▶ **INPUT DATA**
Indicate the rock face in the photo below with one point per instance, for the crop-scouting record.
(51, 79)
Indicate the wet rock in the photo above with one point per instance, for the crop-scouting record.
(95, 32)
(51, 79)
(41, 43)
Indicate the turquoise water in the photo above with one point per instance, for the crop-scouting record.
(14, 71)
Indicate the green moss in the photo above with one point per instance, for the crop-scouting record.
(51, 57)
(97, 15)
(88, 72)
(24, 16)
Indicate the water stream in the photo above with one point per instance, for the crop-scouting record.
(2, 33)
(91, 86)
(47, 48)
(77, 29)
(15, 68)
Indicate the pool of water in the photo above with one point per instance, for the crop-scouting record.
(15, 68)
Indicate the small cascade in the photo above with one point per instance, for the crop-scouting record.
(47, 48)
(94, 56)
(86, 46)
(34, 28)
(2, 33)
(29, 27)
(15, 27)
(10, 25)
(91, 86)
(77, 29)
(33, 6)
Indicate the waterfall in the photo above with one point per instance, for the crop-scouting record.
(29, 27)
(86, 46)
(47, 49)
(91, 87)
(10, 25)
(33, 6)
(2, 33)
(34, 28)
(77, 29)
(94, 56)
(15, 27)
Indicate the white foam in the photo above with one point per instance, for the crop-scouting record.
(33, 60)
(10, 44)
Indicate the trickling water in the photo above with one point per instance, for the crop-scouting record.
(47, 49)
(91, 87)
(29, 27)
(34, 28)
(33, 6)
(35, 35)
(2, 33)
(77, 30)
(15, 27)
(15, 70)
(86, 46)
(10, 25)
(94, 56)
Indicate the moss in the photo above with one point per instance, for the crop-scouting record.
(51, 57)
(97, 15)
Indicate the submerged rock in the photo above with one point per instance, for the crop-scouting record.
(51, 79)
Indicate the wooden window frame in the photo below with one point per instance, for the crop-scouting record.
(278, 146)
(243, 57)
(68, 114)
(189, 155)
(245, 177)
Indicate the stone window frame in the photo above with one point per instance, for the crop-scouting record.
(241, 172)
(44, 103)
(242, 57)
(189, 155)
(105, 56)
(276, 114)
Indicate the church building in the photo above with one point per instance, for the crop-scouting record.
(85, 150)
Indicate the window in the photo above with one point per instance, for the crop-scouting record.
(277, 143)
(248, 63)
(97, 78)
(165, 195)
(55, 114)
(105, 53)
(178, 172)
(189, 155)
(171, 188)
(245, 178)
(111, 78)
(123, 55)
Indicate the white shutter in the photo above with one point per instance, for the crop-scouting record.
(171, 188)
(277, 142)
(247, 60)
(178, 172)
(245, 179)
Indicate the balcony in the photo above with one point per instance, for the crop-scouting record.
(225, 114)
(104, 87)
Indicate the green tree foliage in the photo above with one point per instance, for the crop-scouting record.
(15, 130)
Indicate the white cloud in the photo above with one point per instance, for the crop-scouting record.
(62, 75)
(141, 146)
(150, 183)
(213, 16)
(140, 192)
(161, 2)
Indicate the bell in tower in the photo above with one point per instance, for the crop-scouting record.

▶ **TASK GOAL**
The full set of records must be output again exactly.

▶ **RESPONSE TO THE TASK**
Indicate the rock face in the photo below with one point per instance, for the crop-scouting record.
(51, 79)
Indicate the wet rock in the photo above with one point per instance, for the crop-scouting record.
(95, 32)
(51, 79)
(41, 43)
Indicate the turquoise water in the photo above with one point per instance, for the crop-scouting record.
(14, 71)
Indicate the green moss in the photo above with one point per instance, for the crop-scouting record.
(51, 57)
(97, 15)
(88, 72)
(24, 16)
Indicate the water stream in the photo above with one point per instance, for the crop-scouting record.
(2, 33)
(91, 86)
(47, 48)
(77, 29)
(15, 68)
Indicate the pool of water in the photo above with one point per instance, for the crop-scouting record.
(15, 68)
Indicate the small cascade in the photo above with one point per instance, for the crop-scouting record.
(47, 48)
(94, 56)
(86, 46)
(34, 28)
(2, 33)
(29, 27)
(15, 27)
(10, 25)
(91, 86)
(77, 29)
(33, 6)
Indicate the waterfall in the photo above with one point per instance, for the crop-scouting record.
(29, 27)
(86, 46)
(47, 49)
(91, 87)
(10, 25)
(33, 6)
(2, 33)
(34, 28)
(77, 29)
(94, 56)
(15, 27)
Indicate the white foam in the photo above with one point per instance, for the crop-scouting record.
(33, 60)
(10, 44)
Indicate the trickling water in the photo above with one point per instance, for the crop-scouting record.
(47, 49)
(91, 87)
(29, 27)
(34, 28)
(33, 6)
(35, 35)
(2, 33)
(77, 30)
(15, 27)
(15, 70)
(86, 46)
(10, 25)
(94, 56)
Indicate the moss in the photo above with one point per instance, for the crop-scouting record.
(51, 57)
(97, 15)
Indicate the submerged rock in the photo above with one point per instance, for the crop-scouting record.
(51, 79)
Indicate the wooden window frame in the photo below with one point per instance, for the crop-scouting record.
(278, 146)
(243, 57)
(68, 114)
(189, 155)
(245, 177)
Indicate the stone window frame in the photo above with one point per instance, for the crop-scouting record.
(241, 172)
(44, 103)
(242, 57)
(189, 155)
(105, 56)
(276, 114)
Indicate the church building in the photo above with one point per instance, for the crop-scouting record.
(85, 150)
Indicate the window in the photo above with one point per instance, for the crop-scouting record.
(277, 143)
(248, 63)
(97, 78)
(165, 195)
(55, 114)
(105, 53)
(178, 172)
(189, 155)
(171, 188)
(245, 178)
(111, 78)
(123, 55)
Indicate the white shutter in the photo above with one point per instance, for the crop-scouting record.
(171, 188)
(277, 142)
(247, 60)
(178, 172)
(245, 179)
Indicate the balcony in the photo above with one point per instance, for the crop-scouting record.
(225, 114)
(104, 87)
Indicate the green tree foliage in the photo above with one point per instance, for the crop-scouting record.
(15, 130)
Indicate the white cloud in the photo above with one point per instance, for the crop-scouting record.
(62, 75)
(141, 146)
(150, 183)
(213, 16)
(140, 192)
(161, 2)
Indicate the bell in tower in the photo above with one point per instance, for the crop-scouting record.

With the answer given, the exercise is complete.